= TASK INSTRUCTIONS =
Return all the entries exactly. No pictures.

= INFORMATION GIVEN =
========================
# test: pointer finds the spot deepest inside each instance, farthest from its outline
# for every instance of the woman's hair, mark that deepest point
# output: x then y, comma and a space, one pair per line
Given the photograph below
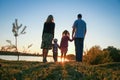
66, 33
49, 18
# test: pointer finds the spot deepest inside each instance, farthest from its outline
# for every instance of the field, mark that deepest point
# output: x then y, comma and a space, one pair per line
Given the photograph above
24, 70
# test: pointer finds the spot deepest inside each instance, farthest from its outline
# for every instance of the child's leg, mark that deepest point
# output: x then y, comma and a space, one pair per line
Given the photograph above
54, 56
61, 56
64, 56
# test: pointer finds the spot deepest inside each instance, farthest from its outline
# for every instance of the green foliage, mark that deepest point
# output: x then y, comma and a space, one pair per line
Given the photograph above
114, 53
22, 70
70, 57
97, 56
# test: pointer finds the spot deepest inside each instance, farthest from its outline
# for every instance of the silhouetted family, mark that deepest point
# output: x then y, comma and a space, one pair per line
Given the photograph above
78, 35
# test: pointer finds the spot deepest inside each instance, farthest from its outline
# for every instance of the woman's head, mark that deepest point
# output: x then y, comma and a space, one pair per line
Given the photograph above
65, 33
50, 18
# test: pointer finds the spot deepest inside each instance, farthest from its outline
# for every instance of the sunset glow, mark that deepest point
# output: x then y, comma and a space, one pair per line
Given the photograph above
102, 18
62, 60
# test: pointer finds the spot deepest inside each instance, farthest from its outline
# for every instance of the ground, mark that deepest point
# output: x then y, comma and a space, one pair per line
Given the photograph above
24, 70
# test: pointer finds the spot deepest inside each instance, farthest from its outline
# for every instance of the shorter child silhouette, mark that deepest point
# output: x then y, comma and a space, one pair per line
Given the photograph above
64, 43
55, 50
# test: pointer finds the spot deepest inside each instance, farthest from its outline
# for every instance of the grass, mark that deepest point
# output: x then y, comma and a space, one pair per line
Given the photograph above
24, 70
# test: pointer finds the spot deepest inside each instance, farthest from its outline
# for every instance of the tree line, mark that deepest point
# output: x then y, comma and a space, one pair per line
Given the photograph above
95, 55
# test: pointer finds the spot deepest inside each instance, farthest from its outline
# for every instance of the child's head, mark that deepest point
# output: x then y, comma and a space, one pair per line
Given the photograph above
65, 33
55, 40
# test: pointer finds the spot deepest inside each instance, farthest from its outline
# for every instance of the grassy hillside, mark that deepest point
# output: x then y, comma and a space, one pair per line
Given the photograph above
========================
= RESULT FOR THIS EXERCISE =
# test: pointer finds the spot deepest inside each instance, farthest from its outline
# for every instance of the woman's hair, mark that deepest point
# output: x then y, comma and a space, one pair per line
Given the photograph below
66, 33
49, 18
# test: pointer finds the spot deepest inside each instance, farthest from its outline
# for every instance of the field, mark that deepest point
# output: x then y, comma and a space, one pair per line
Given the photograph above
24, 70
# test: pointer finds the spot deepest inside each instance, farthest from its outline
# for every instance of the child's leg, mark that deepest point
# output: x then y, comma and a space, one pair per line
Given the photograph above
54, 56
61, 56
64, 56
# test: pointer finds the spot deepest inside each instance, farthest from its outline
# for every instance of the green foliage, mark that deepest point
# output: x then y, comma and a space, one pair per line
Given the photograph above
114, 53
22, 70
70, 57
97, 56
# test: pointer finds the spot deepest inside each instance, farthest from its outline
# for every instance of the silhouetted family, mark that deepest point
# output: x then y, comma and a space, one pair per line
Given the photograph above
78, 35
# test: pointer finds the spot deepest inside each instance, farthest from its outline
# for every instance of the woman's head, mark that deepest point
# output: x then y, comma and a space, one pair per line
Given the photograph above
65, 33
50, 18
# test: pointer finds the spot deepest inside each instance, farthest from its outline
# for every instance of the sunset glow, mark that deepest point
# output: x then y, comma and a space, one pair per line
Given the photograph above
102, 18
62, 60
# test: pointer finds the spot deepest inside each instance, farthest from its outline
# for every instance of the ground, mark that deepest point
# output: x then y, comma and a space, one pair per line
Given the photograph above
24, 70
# test: pointer finds the spot deepest inside each instance, farthest from its outline
# for every instance of the shorter child silhouette, mark that deepest point
# output: x then y, comma and a space, one pair per line
Given the photograph above
64, 43
55, 50
# test: pointer finds the spot deepest inside each instance, farthest from its outline
# for every instance of the grass, mark that deepest point
# output: x then y, comma and a space, one pair per line
Given the photograph above
24, 70
# test: pointer finds the spot deepest inside each instance, farthest from its outline
# for every instance of the tree line, mark that deepest point
# output: x then y, comma and a space, one pair per line
Given the photograph above
95, 55
# test: pointer finds the spot deepest inside each instance, farthest from its outline
# for every instance of the child's head, mark that deepest point
# output: x then y, comma and a space, one pair per line
Given the photograph above
65, 33
55, 40
# test: pointer finds the spot deepest inside each instance, farthest from its outline
# for every instance of the grassy hillside, mark that deepest point
# output: x then y, comma and a space, one pair per line
Given the photograph above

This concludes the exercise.